• SELECTED EXCERPT:
"""
This is the first time that we at Catalyze are attending AWS re:invent. We always knew that the event was large but we're surprised to see and hear that the event has grown substantially since last year. AWS re:invent expects to have about 32,000 attendees this year with attendee profiles ranging from engineers to CIOs and a broad range of industries.
This is a recap of observations during the first half of the conference. We'll publish another recap at the end of the conference.
From what we understand this is the first year that there was a specific track and presentations focused around healthcare and life sciences with some big names presenting. This track was on Monday before the formal kickoff on Tuesday when the keynotes begin to happen. Presenters included the following:
- Cambia: who spoke on large scale machine learning and data science / big data
- Cerner: who spoke about having an on-demand DR strategy for their HealtheIntent platform
- Merck: who spoke about remaining in continuous compliance with life sciences and other regulatory standard
- UCSC Genomics Institute: who spoke about large scale cancer genomic data analysis
- Claritas Genomics: who participated in a panel with Motorola and Coursera discussing how to remain in compliance with regulatory requirements in education (FERPA), healthcare (HIPAA) and legal (CJIS).
These tracks were extremely popular with long lines. The overflow lines were very long as well and wound around entire hallways.
As you can gather from the talk titles themselves, a lot of the focus was on regulatory requirements and big data. We saw compliance emerge as potentially the most important topic amongst healthcare.
Healthcare, being more conservative than most industries, is embarking down this cloud journey with hybrid cloud deployments being the initial strategy. Organizations want to move to the cloud, but not immediately. They are looking for more of a transition.
"""
• DATASET ENTRIES:
"""
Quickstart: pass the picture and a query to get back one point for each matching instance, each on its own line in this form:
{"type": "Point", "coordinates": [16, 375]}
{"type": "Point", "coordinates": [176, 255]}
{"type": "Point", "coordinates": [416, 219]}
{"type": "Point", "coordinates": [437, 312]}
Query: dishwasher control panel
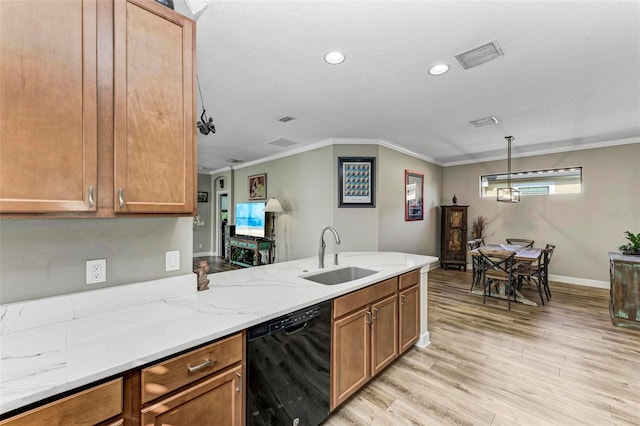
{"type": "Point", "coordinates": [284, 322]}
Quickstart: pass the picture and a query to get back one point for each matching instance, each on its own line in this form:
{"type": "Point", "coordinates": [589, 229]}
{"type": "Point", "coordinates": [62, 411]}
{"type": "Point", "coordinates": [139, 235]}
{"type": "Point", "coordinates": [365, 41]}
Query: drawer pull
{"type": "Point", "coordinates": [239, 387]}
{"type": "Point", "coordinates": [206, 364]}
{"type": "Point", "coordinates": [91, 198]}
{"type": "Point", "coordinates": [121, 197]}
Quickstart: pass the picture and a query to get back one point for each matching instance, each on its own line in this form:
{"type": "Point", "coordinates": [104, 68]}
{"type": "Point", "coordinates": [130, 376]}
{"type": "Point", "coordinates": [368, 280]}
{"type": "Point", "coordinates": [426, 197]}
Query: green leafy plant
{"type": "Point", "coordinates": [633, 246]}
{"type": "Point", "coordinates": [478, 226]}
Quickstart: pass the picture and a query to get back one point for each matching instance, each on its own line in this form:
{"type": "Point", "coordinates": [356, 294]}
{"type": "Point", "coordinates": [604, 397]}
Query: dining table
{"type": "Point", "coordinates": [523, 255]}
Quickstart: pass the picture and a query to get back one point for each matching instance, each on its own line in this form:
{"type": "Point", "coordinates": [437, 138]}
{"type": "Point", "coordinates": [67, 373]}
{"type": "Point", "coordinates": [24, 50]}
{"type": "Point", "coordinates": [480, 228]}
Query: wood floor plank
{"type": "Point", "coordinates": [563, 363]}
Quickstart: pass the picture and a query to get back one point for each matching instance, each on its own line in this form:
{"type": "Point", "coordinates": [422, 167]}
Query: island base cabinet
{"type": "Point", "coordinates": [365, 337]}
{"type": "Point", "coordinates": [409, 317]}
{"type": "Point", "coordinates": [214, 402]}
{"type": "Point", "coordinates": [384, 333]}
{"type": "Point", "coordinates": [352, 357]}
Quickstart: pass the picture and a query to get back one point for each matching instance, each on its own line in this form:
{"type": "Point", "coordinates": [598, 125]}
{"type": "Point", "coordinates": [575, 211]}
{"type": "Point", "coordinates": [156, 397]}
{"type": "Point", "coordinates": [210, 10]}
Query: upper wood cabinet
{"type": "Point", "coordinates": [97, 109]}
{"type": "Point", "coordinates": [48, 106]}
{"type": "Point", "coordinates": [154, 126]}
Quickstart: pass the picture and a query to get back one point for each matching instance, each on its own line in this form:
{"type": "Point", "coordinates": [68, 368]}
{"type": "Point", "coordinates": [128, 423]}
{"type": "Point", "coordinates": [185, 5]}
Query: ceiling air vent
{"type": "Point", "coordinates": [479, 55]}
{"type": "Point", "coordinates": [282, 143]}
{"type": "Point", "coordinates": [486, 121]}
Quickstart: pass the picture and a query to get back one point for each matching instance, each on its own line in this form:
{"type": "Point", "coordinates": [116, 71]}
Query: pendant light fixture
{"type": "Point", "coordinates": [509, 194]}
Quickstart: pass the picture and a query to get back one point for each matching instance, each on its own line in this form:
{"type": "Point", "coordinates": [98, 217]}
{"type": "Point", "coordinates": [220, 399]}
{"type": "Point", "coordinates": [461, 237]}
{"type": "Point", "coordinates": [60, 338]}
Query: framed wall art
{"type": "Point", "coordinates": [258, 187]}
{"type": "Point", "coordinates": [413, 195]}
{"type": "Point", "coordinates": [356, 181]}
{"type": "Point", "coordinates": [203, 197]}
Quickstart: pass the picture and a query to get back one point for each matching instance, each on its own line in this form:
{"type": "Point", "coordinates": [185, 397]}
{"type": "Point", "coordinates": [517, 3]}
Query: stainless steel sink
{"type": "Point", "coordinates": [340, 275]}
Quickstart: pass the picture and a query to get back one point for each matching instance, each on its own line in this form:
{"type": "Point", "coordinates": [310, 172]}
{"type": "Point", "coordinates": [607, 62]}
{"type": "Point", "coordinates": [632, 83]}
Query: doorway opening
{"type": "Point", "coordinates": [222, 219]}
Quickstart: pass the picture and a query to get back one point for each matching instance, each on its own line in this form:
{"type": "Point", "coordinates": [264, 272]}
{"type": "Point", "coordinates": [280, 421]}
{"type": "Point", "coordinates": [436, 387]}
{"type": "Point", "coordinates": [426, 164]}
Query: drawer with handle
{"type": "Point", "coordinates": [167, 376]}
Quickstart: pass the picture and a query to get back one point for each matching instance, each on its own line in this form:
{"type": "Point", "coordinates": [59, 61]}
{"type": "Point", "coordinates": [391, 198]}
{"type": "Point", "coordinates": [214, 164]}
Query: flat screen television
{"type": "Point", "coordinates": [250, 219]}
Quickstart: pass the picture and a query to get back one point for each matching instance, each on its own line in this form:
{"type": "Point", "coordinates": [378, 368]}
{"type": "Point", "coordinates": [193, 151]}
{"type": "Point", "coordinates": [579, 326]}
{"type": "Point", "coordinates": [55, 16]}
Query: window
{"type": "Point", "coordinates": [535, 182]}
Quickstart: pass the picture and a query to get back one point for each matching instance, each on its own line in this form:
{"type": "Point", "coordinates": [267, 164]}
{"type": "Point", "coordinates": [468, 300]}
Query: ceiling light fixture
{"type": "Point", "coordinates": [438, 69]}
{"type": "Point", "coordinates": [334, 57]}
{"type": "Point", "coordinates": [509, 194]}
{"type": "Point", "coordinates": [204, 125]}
"""
• ASSIGNMENT 1:
Answer each question from the AWS re:invent recap:
(a) About how many attendees does AWS re:invent expect this year?
(b) On which day was the healthcare and life sciences track held?
(c) What kind of deployments do healthcare organizations use as the initial strategy for their cloud journey?
• ASSIGNMENT 2:
Copy from the AWS re:invent recap the passage that opens with the words containing "From what we" and closes with "and legal (CJIS).".
• ASSIGNMENT 3:
Carry on the AWS re:invent recap from the point where it stops.
None of the data above is required.

• EXERCISE RESPONSE 1:
(a) About 32,000.
(b) Monday.
(c) Hybrid cloud deployments.

• EXERCISE RESPONSE 2:
From what we understand this is the first year that there was a specific track and presentations focused around healthcare and life sciences with some big names presenting. This track was on Monday before the formal kickoff on Tuesday when the keynotes begin to happen. Presenters included the following:
- Cambia: who spoke on large scale machine learning and data science / big data
- Cerner: who spoke about having an on-demand DR strategy for their HealtheIntent platform
- Merck: who spoke about remaining in continuous compliance with life sciences and other regulatory standard
- UCSC Genomics Institute: who spoke about large scale cancer genomic data analysis
- Claritas Genomics: who participated in a panel with Motorola and Coursera discussing how to remain in compliance with regulatory requirements in education (FERPA), healthcare (HIPAA) and legal (CJIS).

• EXERCISE RESPONSE 3:
The move to the cloud is being looked at as an opportunity because various reasons such as:
- Cost of Elasticity: as mentioned earlier, a lot of the initial efforts seem to be focused around big data and analytics. The numbers thrown out during those sessions were invariably in the multiple petabytes range. At that scale, the cloud is an ideal option with immediate scale available as needed.
- Clean slate: While some organizations have been in the cloud for a little while, the move to the cloud gives these organizations a chance to re-do and re-architect their solutions. Such as making them more service oriented, more micro services etc.
- Repeatability and reusability: While there is a heavy initial focus on the US, the organizations are also global in scope. With the added regulations around data sovereignty that are being imposed by governments, any IT strategy must be globally scalable. The cloud with multiple points of presence globally allows for addressing this need in a much more cost effective and faster manner.
- Building DevOps competency: This is increasingly important. Companies are realizing that scaling locally or globally requires automation. Especially because of repeatability as that is a core requirement for regulatory purposes. Managing separate global deployments becomes cost effective only if they're not snowflakes.
- Availability of toolsets: With a plethora of services such as EMR (elastic map reduce) which includes support for Hadoop, Spark etc., prebuilt AMIs to support analytics such as Tableau, Qlik and more, RDS and more, initial setup and learning curves are much shortened.
- Simplified logging and audit trails: A lot of the regulatory requirements come down to detailed audit trails and data extraction from logs. The cloud provides these raw data spouts quickly. Some effort is required, of course, to connect, parse and present this raw data in a usable format.
While all that is great, there still are some challenges.
- Volume of data: There is no simple answer here especially because of the large volumes of data mentioned earlier. Things like Snowball help get the initial load done but ongoing challenges like DR (disaster recovery) remain a challenge. Especially if that requires a 2x investment in infra. Cerner has approached this through an on-demand DR strategy where the raw data is replicated always but the infra needed to run analytics etc is spun up whenever needed and data reprocessed. This has the challenge of a full 100% recovery taking up to 12 hours but is still an impressive effort.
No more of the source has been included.